* What the exercise asks *
Render every entry verbatim.

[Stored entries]
★ ★ ★ ★ ★ ★ ★
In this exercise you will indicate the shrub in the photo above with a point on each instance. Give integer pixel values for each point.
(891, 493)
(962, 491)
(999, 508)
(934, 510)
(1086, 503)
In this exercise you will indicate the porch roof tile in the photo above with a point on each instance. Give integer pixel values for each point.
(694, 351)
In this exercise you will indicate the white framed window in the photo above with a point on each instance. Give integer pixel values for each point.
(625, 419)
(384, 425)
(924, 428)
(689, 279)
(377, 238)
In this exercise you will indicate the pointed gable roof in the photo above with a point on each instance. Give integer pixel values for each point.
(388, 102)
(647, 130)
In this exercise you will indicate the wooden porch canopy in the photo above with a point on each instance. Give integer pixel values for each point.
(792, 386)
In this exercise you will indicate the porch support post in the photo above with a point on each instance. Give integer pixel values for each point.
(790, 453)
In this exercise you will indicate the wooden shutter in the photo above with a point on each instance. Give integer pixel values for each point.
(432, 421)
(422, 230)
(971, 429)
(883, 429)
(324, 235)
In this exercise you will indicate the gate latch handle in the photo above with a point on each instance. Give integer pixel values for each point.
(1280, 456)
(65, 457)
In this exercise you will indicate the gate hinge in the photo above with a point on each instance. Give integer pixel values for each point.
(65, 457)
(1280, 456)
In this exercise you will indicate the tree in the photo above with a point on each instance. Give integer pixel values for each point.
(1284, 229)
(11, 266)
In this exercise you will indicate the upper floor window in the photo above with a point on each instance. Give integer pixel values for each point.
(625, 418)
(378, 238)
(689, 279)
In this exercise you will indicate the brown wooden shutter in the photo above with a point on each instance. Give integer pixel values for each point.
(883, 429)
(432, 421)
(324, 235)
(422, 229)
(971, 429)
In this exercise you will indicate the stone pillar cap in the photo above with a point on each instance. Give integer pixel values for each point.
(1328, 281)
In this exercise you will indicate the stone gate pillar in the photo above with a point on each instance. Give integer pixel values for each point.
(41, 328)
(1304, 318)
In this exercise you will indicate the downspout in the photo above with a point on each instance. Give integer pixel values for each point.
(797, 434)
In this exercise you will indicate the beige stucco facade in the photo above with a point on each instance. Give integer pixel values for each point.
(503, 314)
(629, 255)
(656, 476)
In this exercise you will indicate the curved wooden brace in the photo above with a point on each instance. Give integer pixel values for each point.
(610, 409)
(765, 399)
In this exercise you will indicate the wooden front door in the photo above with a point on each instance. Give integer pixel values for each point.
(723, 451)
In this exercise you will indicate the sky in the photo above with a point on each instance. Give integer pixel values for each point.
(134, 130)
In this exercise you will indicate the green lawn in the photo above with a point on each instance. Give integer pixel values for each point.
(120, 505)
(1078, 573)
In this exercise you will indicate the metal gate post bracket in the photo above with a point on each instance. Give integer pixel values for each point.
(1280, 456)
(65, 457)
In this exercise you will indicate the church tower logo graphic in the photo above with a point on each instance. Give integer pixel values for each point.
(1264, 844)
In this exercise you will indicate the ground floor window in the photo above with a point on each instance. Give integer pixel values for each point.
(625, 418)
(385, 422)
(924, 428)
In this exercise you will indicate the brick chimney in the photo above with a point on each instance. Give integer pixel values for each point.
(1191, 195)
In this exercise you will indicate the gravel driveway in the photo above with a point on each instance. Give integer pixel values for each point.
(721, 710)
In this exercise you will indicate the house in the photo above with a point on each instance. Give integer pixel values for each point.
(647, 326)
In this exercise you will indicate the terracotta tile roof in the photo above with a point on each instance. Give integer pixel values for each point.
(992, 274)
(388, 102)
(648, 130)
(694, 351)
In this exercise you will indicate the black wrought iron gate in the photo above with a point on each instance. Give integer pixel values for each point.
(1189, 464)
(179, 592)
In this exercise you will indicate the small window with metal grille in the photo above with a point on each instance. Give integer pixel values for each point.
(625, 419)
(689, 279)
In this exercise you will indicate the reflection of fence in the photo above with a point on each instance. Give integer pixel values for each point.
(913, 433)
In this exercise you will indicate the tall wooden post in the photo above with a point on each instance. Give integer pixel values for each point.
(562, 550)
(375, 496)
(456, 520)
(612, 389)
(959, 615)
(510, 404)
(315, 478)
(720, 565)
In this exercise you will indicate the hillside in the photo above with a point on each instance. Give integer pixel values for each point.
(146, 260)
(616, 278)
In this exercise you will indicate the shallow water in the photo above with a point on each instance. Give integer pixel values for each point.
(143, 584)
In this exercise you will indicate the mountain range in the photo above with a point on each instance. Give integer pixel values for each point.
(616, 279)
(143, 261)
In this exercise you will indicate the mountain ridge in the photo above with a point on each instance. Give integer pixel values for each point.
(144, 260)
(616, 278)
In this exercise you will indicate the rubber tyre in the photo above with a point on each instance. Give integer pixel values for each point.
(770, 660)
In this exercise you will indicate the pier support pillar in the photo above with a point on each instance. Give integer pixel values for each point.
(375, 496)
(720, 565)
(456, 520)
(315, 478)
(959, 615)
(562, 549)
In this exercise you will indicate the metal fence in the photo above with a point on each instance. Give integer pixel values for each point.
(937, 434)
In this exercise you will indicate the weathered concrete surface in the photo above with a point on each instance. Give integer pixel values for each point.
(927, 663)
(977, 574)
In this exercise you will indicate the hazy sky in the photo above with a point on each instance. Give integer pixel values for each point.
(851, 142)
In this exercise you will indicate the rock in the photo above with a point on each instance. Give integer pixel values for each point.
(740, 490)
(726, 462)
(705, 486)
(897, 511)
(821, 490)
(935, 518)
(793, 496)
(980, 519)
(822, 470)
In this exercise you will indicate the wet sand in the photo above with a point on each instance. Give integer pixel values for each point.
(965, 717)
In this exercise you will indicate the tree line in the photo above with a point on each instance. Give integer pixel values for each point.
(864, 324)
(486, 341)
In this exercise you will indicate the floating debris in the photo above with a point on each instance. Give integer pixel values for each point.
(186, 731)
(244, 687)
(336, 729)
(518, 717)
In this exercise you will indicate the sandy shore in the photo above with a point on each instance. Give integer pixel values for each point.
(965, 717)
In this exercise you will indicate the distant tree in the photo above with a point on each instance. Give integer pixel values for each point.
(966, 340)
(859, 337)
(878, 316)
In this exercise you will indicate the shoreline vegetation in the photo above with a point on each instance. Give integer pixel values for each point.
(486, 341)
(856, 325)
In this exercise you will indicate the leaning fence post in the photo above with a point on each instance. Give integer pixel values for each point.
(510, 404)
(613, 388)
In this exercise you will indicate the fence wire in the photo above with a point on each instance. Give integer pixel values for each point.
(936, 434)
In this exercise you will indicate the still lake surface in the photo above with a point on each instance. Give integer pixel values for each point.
★ ★ ★ ★ ★ ★ ★
* The response *
In this exercise you will indicate the shrub in the photo above with a point on each instance. Give integer pixel values for each point.
(891, 493)
(962, 491)
(999, 508)
(934, 510)
(1086, 503)
In this exercise you will indicate the porch roof tile in the photo above with a point on each instance. Give integer pixel values for each point.
(694, 351)
In this exercise you will indicate the white framed window in the photo above with a point on each instance. Give integer pixel values for each point.
(625, 419)
(384, 425)
(924, 428)
(689, 279)
(377, 238)
In this exercise you will indicate the pointed gable roof in the photo above with a point on each instance. Give integer pixel values for each point.
(388, 102)
(647, 130)
In this exercise you will indicate the wooden porch canopy in the photo above with a point on each instance. Give integer pixel values for each point.
(792, 386)
In this exercise you will indicate the porch support post in the photo above with a point on each instance. Give integer pixel values for each point.
(790, 453)
In this exercise you will indicate the wooden shutter in the photo above with a point on each instance. Give integer pixel values for each point.
(432, 421)
(422, 230)
(971, 429)
(883, 429)
(324, 235)
In this exercise you will indicate the gate latch handle in the photo above with a point on each instance. Give integer pixel values for each point.
(1280, 456)
(65, 457)
In this exercise you will indicate the gate hinge in the photo above with a point on each instance. Give integer pixel values for each point.
(65, 457)
(1280, 456)
In this exercise you will indicate the tree in the photo above with a point on each instance. Give integer pixel values for each point.
(1284, 229)
(11, 266)
In this exercise you will indicate the upper floor window in the photo above with a point on each instance. Give integer pixel values for each point.
(625, 418)
(378, 238)
(689, 279)
In this exercise you will indicate the brown wooden shutter in the photo above with a point on each instance. Give integer pixel values for each point.
(883, 429)
(432, 421)
(324, 235)
(422, 229)
(971, 429)
In this exercise you will indicate the stone pillar cap in the photo above with a point on each instance. Give integer pixel values for each point.
(1328, 281)
In this exercise you will indicate the stone gate pillar in the photo above with a point on each instance. Give integer pixel values for each point.
(41, 328)
(1304, 318)
In this exercise you will indicate the downspout in the photo above with a point on each instance. Give integer pixel values for each point.
(797, 434)
In this exercise you will indicate the beige stucco facade in the photo above with a point on each instance. Give integer pixel values for each point.
(503, 314)
(629, 255)
(656, 476)
In this exercise you will indicate the curved wooden brace in the photo above with a point on each instance. Give integer pixel values for each point.
(610, 409)
(765, 399)
In this exercise you will indicate the wooden front door in the photo above with a point on each instance. Give integer pixel values for each point.
(723, 451)
In this exercise you will indicate the sky in the photo above with a point on each instance. Give integer pixel values for each point.
(134, 130)
In this exercise you will indicate the green lawn in the photo above with a point on each instance. Give integer pixel values for each point.
(120, 505)
(1078, 573)
In this exercise you will indicate the metal gate post bracket in the photo above with a point on each instance. Give integer pixel values for each point.
(1280, 456)
(65, 457)
In this exercise you will indicate the church tower logo graphic in the photo above with a point on each instance. Give integer pixel values for each point.
(1264, 844)
In this exercise you will indicate the ground floor window in the photo above with a point on each instance. Give integer pixel values for each point.
(625, 418)
(385, 422)
(924, 428)
In this exercise you will indicate the brick chimney in the photo above with a point on each instance. Give integer pixel values for each point.
(1191, 195)
In this exercise you will indicate the gravel driveway in the photo above with a point on each instance. Give integer pixel values for each point.
(721, 710)
In this exercise you will indicate the house in the photo above with a point on each instance. Give integer pixel values for each point.
(647, 326)
In this exercise you will indicate the terracotta tile roof in the photo above with a point on each instance. Give integer pixel values for each point.
(992, 274)
(388, 102)
(648, 130)
(694, 351)
In this exercise you will indicate the black wrought iron gate in the photo above with a point on each instance. Give integer pixel values for each point.
(1189, 464)
(179, 592)
In this exercise you will indicate the small window with metal grille in the photo above with a point on each instance. Give integer pixel values for each point.
(625, 419)
(689, 279)
In this exercise you will indicate the reflection of fence in the photo above with a point on each instance. Give integer pixel values for each point.
(913, 433)
In this exercise you will indicate the tall wooden post in the photo above with a point on each instance. Give integer pixel values for each point.
(562, 550)
(375, 496)
(456, 520)
(612, 389)
(959, 615)
(510, 404)
(315, 478)
(720, 565)
In this exercise you will indicate the hillside in the photo above with a point on each instance. Give integer pixel values for each point.
(146, 260)
(616, 278)
In this exercise you will indicate the shallow water in the photo above with a point on each instance. Give integer pixel values for each point.
(143, 584)
In this exercise you will indicate the mountain range in the photo above with a point on each instance. Give integer pixel values for each point.
(616, 279)
(143, 261)
In this exercise you will indicate the mountain ridge in the photo above with a point on each instance. Give integer pixel values for each point.
(144, 260)
(616, 278)
In this exercise you will indicate the rubber tyre in the photo above with a point on each instance. Give integer pixel values for each point.
(770, 660)
In this exercise you will indicate the pier support pillar in the photo above with a point on each instance. Give integer pixel values for each point.
(375, 496)
(720, 565)
(456, 520)
(315, 478)
(959, 615)
(562, 549)
In this exercise you will indicate the metal fence in the photo above with a point on each instance. Give integer pixel values for each point.
(937, 434)
In this exercise you will indicate the weathered concrete surface in the photo above with a point on each instance. Give integer pixel values for each point.
(927, 663)
(977, 574)
In this exercise you will indicate the hazy sky in the photo above with a point on each instance. Give integer pixel values for each point.
(851, 142)
In this exercise you will indicate the rock in the photo above with a point on each instance. Give integer pixel values for each point.
(740, 490)
(726, 462)
(705, 486)
(897, 511)
(821, 490)
(935, 518)
(793, 496)
(980, 519)
(822, 470)
In this exercise you will indicate the wet sand in the photo above with a point on each instance. Give integer pixel values for each point.
(965, 717)
In this exercise you will indicate the tree line in the photo above with a point on each instance. Give integer pixel values for each point.
(864, 324)
(486, 341)
In this exercise you will indicate the floating debris in the photo above with a point on each instance. Give integer pixel values for each point.
(186, 731)
(244, 687)
(336, 729)
(518, 717)
In this exercise you will indicate the sandy shore in the photo above with a point on each instance. Give integer pixel values for each point.
(965, 717)
In this exercise you will indicate the distant tree in the photo above with a point on each instance. Give integer pixel values for each point.
(966, 340)
(859, 337)
(878, 316)
In this exercise you will indicate the shoreline vegetation in the photo above with a point on each instance. Give integer pixel values for each point.
(486, 341)
(856, 325)
In this exercise you will indicate the leaning fence post in the photo above with a point on each instance. Give integer pixel values for each point.
(510, 404)
(613, 388)
In this exercise you will indicate the fence wire in the photo above with a point on each instance. Give integer pixel values for each point.
(936, 434)
In this exercise you will indicate the still lake surface in the photo above with a point on each instance. Give integer pixel values for each point.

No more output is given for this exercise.